— Begin —

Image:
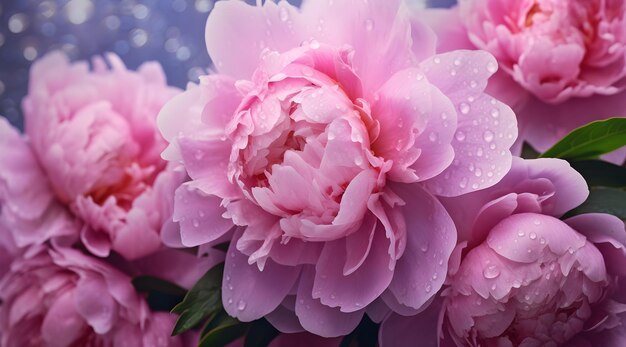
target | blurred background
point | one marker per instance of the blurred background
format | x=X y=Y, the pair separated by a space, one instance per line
x=170 y=32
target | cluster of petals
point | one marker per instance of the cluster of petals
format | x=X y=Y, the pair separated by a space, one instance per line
x=523 y=277
x=90 y=155
x=562 y=63
x=317 y=149
x=60 y=297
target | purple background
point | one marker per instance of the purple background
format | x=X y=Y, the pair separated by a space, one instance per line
x=170 y=32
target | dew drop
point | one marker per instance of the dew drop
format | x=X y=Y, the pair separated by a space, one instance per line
x=433 y=137
x=460 y=136
x=488 y=136
x=491 y=271
x=314 y=44
x=241 y=305
x=284 y=15
x=464 y=108
x=463 y=182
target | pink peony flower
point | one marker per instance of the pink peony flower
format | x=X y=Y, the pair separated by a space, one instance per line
x=525 y=277
x=562 y=62
x=317 y=149
x=556 y=49
x=64 y=298
x=95 y=151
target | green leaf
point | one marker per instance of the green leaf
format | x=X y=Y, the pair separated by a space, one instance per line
x=599 y=173
x=222 y=330
x=260 y=334
x=603 y=200
x=202 y=301
x=591 y=140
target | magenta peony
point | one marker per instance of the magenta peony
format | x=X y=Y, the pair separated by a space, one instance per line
x=555 y=49
x=64 y=298
x=525 y=277
x=317 y=149
x=563 y=63
x=92 y=148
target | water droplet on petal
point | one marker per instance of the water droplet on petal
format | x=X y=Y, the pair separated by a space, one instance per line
x=284 y=15
x=491 y=271
x=241 y=305
x=488 y=136
x=464 y=108
x=463 y=182
x=460 y=136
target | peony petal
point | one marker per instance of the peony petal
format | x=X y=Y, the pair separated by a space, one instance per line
x=62 y=325
x=95 y=304
x=399 y=331
x=320 y=319
x=358 y=289
x=248 y=293
x=486 y=127
x=431 y=237
x=199 y=216
x=378 y=32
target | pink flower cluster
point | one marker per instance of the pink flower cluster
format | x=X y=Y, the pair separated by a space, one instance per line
x=85 y=181
x=357 y=158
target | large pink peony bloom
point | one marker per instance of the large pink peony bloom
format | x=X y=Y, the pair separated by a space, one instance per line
x=525 y=277
x=64 y=298
x=563 y=63
x=94 y=150
x=317 y=149
x=556 y=49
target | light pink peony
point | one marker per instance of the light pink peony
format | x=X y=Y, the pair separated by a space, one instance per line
x=64 y=298
x=556 y=49
x=525 y=277
x=317 y=150
x=95 y=151
x=562 y=62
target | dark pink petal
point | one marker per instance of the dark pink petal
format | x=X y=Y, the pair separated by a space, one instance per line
x=318 y=318
x=247 y=292
x=431 y=237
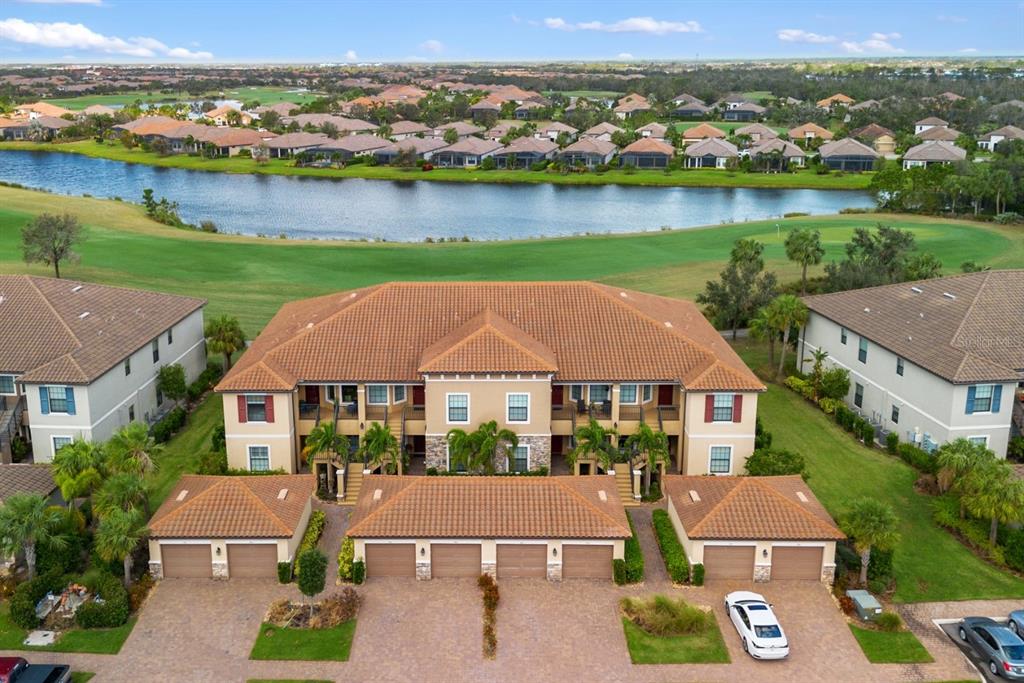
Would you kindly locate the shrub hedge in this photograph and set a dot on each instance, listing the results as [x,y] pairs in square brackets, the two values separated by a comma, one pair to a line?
[672,550]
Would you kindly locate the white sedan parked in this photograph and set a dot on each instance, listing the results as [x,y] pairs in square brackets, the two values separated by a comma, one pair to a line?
[757,626]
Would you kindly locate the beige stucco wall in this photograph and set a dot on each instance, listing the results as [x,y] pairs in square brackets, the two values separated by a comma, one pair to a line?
[278,435]
[699,436]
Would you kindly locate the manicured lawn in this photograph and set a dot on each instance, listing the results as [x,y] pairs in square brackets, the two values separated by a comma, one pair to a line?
[898,647]
[305,644]
[94,641]
[930,564]
[685,177]
[125,248]
[704,648]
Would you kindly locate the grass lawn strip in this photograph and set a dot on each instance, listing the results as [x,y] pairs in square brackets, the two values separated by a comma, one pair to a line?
[891,647]
[708,647]
[842,470]
[304,644]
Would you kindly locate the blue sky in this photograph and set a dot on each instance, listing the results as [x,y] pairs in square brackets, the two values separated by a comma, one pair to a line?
[459,30]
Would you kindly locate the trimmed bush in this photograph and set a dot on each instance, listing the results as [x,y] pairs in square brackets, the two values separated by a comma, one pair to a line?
[672,550]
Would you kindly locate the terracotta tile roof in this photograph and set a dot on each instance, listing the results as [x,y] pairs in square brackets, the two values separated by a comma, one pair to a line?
[233,507]
[482,507]
[26,479]
[388,328]
[974,337]
[70,332]
[750,508]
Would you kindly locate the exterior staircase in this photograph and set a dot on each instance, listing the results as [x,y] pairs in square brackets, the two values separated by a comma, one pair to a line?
[624,481]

— End —

### Short problem
Resize the lines from the one containing "Would you kindly locate the exterior" through the end of the lines, both included, and copy each request unchanged. Multiply every coordinate in the answers by 0.85, rounding to whole numbers with halves rounded up.

### Answer to this problem
Would you kindly locate the exterior staircase in this photograph and set a dot on each instance, listing the results as [x,y] pairs in square brackets, the two values separated by a comma, one pair to a line?
[530,409]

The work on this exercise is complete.